>> START
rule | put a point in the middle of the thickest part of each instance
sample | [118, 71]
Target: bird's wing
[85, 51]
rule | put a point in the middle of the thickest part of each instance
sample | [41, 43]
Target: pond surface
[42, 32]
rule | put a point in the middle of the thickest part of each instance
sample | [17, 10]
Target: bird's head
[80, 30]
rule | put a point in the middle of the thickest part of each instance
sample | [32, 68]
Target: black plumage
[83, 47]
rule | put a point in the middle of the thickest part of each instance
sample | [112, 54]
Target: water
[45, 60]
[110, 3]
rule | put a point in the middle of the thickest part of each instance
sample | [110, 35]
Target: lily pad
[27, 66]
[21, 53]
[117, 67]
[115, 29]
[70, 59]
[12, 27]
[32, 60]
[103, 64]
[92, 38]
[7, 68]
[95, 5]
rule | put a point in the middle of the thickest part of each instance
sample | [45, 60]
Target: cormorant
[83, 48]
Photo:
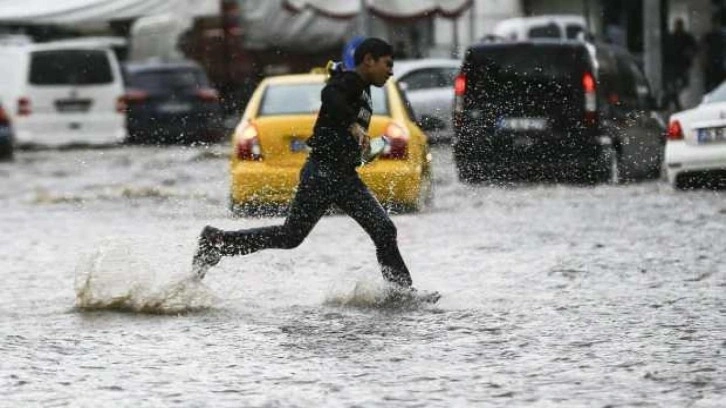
>> END
Written instruction — Collect each line of the records that contains the string "sample". Matching is case-sensitive.

Result —
sample | [118, 71]
sample | [41, 43]
sample | [17, 10]
sample | [32, 68]
sample | [112, 54]
sample | [110, 35]
sample | [45, 60]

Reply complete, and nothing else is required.